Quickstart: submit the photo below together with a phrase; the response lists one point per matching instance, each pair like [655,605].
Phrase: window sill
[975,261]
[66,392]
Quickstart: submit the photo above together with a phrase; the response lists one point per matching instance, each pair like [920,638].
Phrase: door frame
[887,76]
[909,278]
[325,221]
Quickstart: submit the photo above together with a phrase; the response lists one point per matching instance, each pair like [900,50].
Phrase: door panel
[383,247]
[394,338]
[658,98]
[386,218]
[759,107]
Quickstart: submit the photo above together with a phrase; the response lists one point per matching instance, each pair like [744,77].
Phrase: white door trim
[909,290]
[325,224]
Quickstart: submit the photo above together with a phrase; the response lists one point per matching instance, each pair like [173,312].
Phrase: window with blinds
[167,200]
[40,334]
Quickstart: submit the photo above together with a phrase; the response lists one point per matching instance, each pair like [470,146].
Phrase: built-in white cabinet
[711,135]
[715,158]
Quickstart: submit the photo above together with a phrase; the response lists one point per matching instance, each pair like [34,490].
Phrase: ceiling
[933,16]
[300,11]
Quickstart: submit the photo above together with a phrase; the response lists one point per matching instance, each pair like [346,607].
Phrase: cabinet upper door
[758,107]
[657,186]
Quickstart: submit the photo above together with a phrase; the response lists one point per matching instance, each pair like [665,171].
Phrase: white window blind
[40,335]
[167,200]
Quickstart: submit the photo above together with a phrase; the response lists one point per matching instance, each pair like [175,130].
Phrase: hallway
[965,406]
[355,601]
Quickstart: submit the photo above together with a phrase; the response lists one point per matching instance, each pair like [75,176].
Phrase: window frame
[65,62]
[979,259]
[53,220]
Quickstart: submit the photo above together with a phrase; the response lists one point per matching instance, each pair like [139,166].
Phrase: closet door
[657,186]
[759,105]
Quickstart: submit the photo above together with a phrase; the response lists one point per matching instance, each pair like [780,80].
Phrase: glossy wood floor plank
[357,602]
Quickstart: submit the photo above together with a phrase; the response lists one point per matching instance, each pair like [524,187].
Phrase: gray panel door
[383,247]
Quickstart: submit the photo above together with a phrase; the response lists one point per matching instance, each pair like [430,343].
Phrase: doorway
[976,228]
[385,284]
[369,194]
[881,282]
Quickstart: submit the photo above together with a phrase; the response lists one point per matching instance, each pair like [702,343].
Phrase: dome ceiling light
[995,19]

-=-=-=-=-

Extract every record and return it verbatim.

▶ **Finished task**
Quickstart: submit the photo below together with a phrase; the response lists one point per matching instance, each pair like [655,605].
Phrase: window sill
[975,261]
[66,392]
Quickstart: submit the photo above together with a phrase; the response lists one point per matching instance, each pair like [920,638].
Phrase: door frame
[887,76]
[909,278]
[325,221]
Quickstart: submit the photo above together with a phrase; the response lists one point per matching instance, each pair like [900,50].
Phrase: door panel
[383,247]
[394,338]
[658,98]
[386,218]
[759,107]
Quickstart: submit the photo above together with a phrase; the response lists one point per matching instance, each pair like [744,77].
Phrase: white door trim
[909,290]
[325,224]
Quickstart: submit the photo above together with a phrase; the response lists one point per matching instance, each pair like [173,312].
Phrase: window with blinds
[167,200]
[40,334]
Quickstart: submit the photo above together with a phrase; the response lists one point per matching instance, each pair like [470,146].
Phrase: built-in white cabinet
[711,135]
[715,158]
Quickstart: submit the photo above together with a phrase; the response lists one point per matching instance, each pair like [34,490].
Phrase: ceiling
[933,16]
[300,11]
Quickstart: submit the photo above together with a phrase; the response lists one point per matching instance, each pair like [346,607].
Phrase: cabinet upper door
[758,107]
[657,186]
Quickstart: submit the photo above together with a phrase; the response lists one point per matching instance, each pair like [665,171].
Phrase: white window blind
[40,335]
[167,200]
Quickstart: submit the photo above together with a phrase; the response lists one point per matching instance, each pair like [175,130].
Phrase: hallway
[965,406]
[355,601]
Quickstart: submit the photo above together with a phrase; the response lists one point per matching instance, each pair like [75,176].
Phrase: window frame
[65,62]
[979,259]
[53,220]
Quickstart: submit the photo above together with a phrase; the response lists one point per matching instance, each pair like [139,166].
Phrase: closet door
[657,186]
[759,105]
Quickstart: submit the photo above together with a phrase; the response lists one point per matching instance, each pair like [780,80].
Phrase: glossy wood floor plank
[357,602]
Quickstart: submit the photo above together with a phrase; the response lists one point per matching instance, each pair like [524,187].
Phrase: gray panel door
[383,247]
Quickstart: submit the photo above together with a phrase; the response lists one point per matching instance, each pair like [430,343].
Phrase: doorway
[976,228]
[385,284]
[369,194]
[881,282]
Quickstart: submit the photo above together with a phrase; the response lists one point per matching instance, each pair like [702,343].
Phrase: dome ceiling light
[995,19]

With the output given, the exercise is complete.